AL: Get them out of the way.

JC: Is that what you've found out?

VB: I think that's probably true. Yes, yes.

00:13:00

JC: In general.

VB: Generally. Although of course, the very, very poorest people, it's a bit more occasional. But I think you're right.

JC: Yes, because it was the only way of entertainment then.

AL: Yes.

JC: The middle class read. And that's probably one reason why these two didn't go to this Corona. Because they were in a family with books and they would read.

MC: And we'd be doing homework.

JC: Well that's what the middle class do. Did then. They had their children at grammar school and the like, in those days, hadn't they?

AL: Yeah.

JC: And erm, it was the working class, the miners and the textile operatives, I think, who went to the cinema more than the teachers and the doctors and all.

VB: That's interesting, yeah.

00:14:00

JC: Now ask us some questions Val. While you've got a chance.

VB: Right. [laughs] Well one thing that I wanted to, I mean I'd like to ask some general questions but we'll come back to that maybe later.

JC: Yes.

VB: Erm, a thing I really wanted to ask about was a bit more about the stars that you mentioned.

JC: About?

VB: Film stars. That you mentioned.

MC: Oh no. We're not much help there.

◆ DATA RECORDS ◆
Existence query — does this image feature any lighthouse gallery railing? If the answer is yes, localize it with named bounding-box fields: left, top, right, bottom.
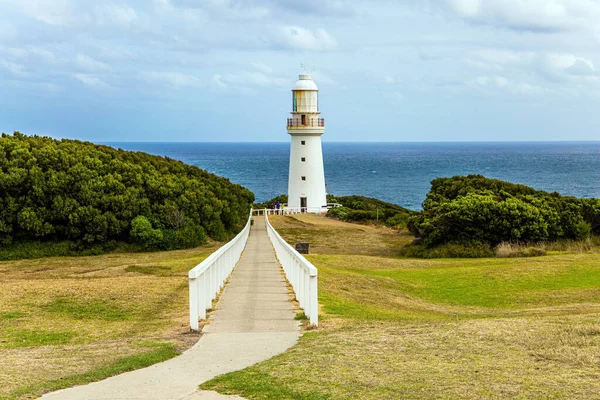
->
left=287, top=118, right=325, bottom=128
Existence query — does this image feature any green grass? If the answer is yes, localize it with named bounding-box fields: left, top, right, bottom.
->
left=0, top=311, right=25, bottom=321
left=7, top=342, right=178, bottom=399
left=125, top=265, right=173, bottom=276
left=0, top=243, right=218, bottom=398
left=309, top=254, right=600, bottom=309
left=200, top=368, right=331, bottom=400
left=0, top=328, right=77, bottom=348
left=44, top=297, right=133, bottom=321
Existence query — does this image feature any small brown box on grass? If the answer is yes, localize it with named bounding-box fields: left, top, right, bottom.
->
left=296, top=242, right=309, bottom=254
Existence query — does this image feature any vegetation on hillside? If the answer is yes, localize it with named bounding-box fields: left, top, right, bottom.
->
left=0, top=132, right=254, bottom=256
left=408, top=175, right=600, bottom=248
left=253, top=194, right=417, bottom=228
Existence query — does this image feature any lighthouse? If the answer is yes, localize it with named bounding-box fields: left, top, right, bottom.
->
left=287, top=74, right=327, bottom=212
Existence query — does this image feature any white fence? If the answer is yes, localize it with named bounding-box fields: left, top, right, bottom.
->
left=254, top=207, right=328, bottom=215
left=188, top=211, right=252, bottom=331
left=265, top=213, right=319, bottom=326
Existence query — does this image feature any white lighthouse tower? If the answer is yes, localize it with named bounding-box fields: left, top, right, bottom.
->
left=287, top=74, right=327, bottom=212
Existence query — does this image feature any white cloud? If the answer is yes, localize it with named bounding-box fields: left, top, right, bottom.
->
left=467, top=75, right=550, bottom=96
left=75, top=54, right=110, bottom=71
left=445, top=0, right=600, bottom=32
left=212, top=71, right=289, bottom=88
left=95, top=5, right=138, bottom=27
left=0, top=60, right=29, bottom=78
left=7, top=0, right=91, bottom=27
left=466, top=49, right=597, bottom=82
left=140, top=71, right=202, bottom=88
left=73, top=74, right=109, bottom=89
left=252, top=62, right=273, bottom=74
left=273, top=26, right=337, bottom=51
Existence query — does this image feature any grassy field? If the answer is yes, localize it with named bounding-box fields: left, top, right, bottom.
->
left=0, top=245, right=216, bottom=399
left=202, top=215, right=600, bottom=399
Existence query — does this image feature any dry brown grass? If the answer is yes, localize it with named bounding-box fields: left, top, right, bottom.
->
left=203, top=215, right=600, bottom=400
left=269, top=214, right=414, bottom=256
left=0, top=244, right=216, bottom=398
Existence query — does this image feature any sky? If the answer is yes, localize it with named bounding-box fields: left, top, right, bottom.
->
left=0, top=0, right=600, bottom=142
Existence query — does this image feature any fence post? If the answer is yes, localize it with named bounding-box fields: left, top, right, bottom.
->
left=189, top=278, right=198, bottom=331
left=308, top=275, right=319, bottom=326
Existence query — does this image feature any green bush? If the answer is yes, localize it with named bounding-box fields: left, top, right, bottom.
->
left=400, top=242, right=496, bottom=258
left=0, top=132, right=254, bottom=254
left=408, top=175, right=600, bottom=247
left=327, top=195, right=416, bottom=228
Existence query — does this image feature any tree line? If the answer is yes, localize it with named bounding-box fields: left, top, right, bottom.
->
left=0, top=132, right=254, bottom=250
left=408, top=175, right=600, bottom=247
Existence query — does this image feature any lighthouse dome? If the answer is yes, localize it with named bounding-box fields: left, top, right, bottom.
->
left=292, top=74, right=319, bottom=90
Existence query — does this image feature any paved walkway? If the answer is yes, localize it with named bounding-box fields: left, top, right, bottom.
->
left=42, top=217, right=299, bottom=400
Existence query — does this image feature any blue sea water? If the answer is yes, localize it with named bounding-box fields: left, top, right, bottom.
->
left=107, top=142, right=600, bottom=209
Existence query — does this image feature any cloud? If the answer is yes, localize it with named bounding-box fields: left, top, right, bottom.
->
left=75, top=54, right=110, bottom=71
left=0, top=60, right=29, bottom=78
left=442, top=0, right=600, bottom=32
left=73, top=74, right=110, bottom=89
left=272, top=0, right=356, bottom=17
left=7, top=0, right=91, bottom=27
left=467, top=75, right=550, bottom=96
left=95, top=5, right=138, bottom=27
left=273, top=26, right=337, bottom=51
left=466, top=49, right=597, bottom=83
left=212, top=71, right=290, bottom=88
left=140, top=71, right=201, bottom=88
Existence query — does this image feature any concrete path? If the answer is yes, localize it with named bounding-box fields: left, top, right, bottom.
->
left=42, top=217, right=299, bottom=400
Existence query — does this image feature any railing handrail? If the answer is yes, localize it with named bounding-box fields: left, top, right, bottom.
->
left=188, top=210, right=252, bottom=331
left=267, top=218, right=318, bottom=276
left=265, top=213, right=319, bottom=326
left=253, top=206, right=328, bottom=215
left=287, top=117, right=325, bottom=127
left=188, top=216, right=252, bottom=278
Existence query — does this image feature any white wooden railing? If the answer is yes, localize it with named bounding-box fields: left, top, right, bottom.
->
left=265, top=213, right=319, bottom=326
left=253, top=207, right=327, bottom=215
left=188, top=210, right=252, bottom=331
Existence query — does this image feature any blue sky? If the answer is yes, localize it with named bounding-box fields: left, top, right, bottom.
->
left=0, top=0, right=600, bottom=142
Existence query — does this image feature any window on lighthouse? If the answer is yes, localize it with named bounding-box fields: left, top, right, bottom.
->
left=292, top=92, right=298, bottom=111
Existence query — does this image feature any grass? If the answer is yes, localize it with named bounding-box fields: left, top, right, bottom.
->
left=202, top=215, right=600, bottom=399
left=7, top=343, right=179, bottom=399
left=0, top=239, right=223, bottom=399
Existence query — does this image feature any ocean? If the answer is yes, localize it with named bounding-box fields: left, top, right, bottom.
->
left=106, top=142, right=600, bottom=210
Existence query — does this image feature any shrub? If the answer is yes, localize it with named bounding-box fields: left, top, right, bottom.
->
left=496, top=242, right=546, bottom=258
left=130, top=215, right=164, bottom=250
left=0, top=132, right=254, bottom=250
left=400, top=242, right=495, bottom=258
left=408, top=175, right=600, bottom=247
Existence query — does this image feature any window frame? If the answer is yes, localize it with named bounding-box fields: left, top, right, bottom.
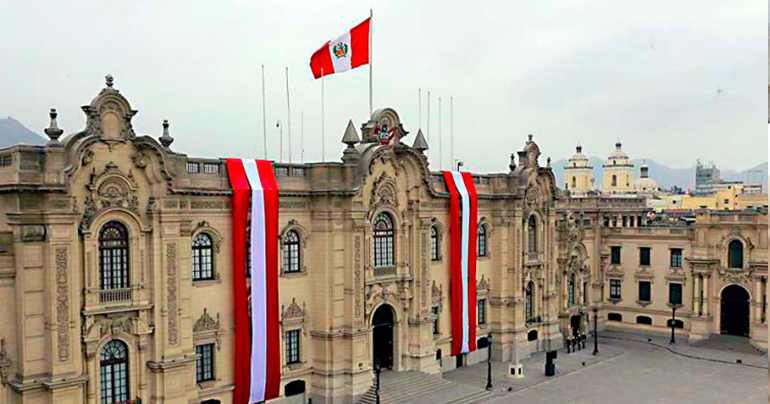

◆ WHAT THIS EXERCISE ASKS ◆
[1] List every occupation named in the interview transcript.
[2] Answer these questions from the interview transcript:
(a) According to JC, what did the middle class do?
(b) What does MC say they would be doing?
(c) What does VB say she really wanted to ask more about?
[3] Reproduce the interview transcript word for word, starting at the words "MC: And we'd" and stopping after "days, hadn't they?".
The records come from a different source than the text.

◆ TASK-BY-TASK ANSWERS ◆
[1]
miners
textile operatives
teachers
doctors

[2]
(a) They read.
(b) Homework.
(c) The film stars that had been mentioned.

[3]
MC: And we'd be doing homework.

JC: Well that's what the middle class do. Did then. They had their children at grammar school and the like, in those days, hadn't they?